- [THE EXERCISE]:
Rewrite the part of the rows that opens with the line containing "Practice step: locate the pink" and runs through the end of the rows, keeping the requests. Shift every coordinate in the answers by adding -27 to it.

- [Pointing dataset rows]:
## Start

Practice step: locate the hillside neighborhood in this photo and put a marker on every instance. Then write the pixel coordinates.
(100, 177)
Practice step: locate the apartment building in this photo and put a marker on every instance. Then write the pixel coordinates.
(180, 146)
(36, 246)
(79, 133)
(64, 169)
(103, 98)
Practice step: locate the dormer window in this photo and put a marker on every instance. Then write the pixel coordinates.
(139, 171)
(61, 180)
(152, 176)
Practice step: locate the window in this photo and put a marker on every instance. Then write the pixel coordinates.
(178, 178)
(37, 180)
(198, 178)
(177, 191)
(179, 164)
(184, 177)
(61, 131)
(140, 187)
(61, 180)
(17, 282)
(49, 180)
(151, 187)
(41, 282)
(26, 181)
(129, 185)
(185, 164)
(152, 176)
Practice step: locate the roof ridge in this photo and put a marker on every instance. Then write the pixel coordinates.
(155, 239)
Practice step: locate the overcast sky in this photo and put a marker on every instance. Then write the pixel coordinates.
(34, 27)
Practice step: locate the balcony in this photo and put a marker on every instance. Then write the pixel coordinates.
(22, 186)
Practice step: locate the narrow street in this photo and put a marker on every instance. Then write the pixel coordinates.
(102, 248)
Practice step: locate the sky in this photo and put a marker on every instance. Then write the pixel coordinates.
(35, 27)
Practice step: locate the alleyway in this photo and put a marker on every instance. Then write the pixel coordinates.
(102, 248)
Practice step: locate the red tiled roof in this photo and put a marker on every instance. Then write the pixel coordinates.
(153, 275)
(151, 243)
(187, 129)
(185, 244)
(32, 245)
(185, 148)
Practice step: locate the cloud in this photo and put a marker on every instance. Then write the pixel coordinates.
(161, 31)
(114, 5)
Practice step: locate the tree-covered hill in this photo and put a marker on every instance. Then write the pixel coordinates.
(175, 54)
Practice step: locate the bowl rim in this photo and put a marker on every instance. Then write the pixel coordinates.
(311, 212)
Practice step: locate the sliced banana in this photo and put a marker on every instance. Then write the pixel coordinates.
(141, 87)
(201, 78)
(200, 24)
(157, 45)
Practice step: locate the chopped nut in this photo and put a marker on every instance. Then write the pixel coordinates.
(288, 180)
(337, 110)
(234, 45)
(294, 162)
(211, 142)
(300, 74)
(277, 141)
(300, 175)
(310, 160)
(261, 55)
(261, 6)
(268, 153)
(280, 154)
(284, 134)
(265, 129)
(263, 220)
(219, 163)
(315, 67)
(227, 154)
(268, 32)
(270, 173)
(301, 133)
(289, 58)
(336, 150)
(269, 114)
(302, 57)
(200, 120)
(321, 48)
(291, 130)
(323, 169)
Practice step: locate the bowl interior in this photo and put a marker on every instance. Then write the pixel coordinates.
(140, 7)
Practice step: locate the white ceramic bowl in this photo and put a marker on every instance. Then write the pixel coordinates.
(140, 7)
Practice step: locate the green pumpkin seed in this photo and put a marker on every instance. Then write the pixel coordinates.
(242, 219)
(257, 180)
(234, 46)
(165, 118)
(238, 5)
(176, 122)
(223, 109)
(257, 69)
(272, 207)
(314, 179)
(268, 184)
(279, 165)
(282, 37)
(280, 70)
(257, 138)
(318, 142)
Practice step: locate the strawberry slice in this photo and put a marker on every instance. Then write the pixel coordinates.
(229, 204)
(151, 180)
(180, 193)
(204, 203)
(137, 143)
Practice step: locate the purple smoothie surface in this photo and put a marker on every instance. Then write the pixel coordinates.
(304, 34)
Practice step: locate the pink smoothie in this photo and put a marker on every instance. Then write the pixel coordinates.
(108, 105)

## End

- [EXERCISE OUTPUT]:
Practice step: locate the pink smoothie in this photo and put a marker on every instance. Then write the pixel coordinates.
(81, 78)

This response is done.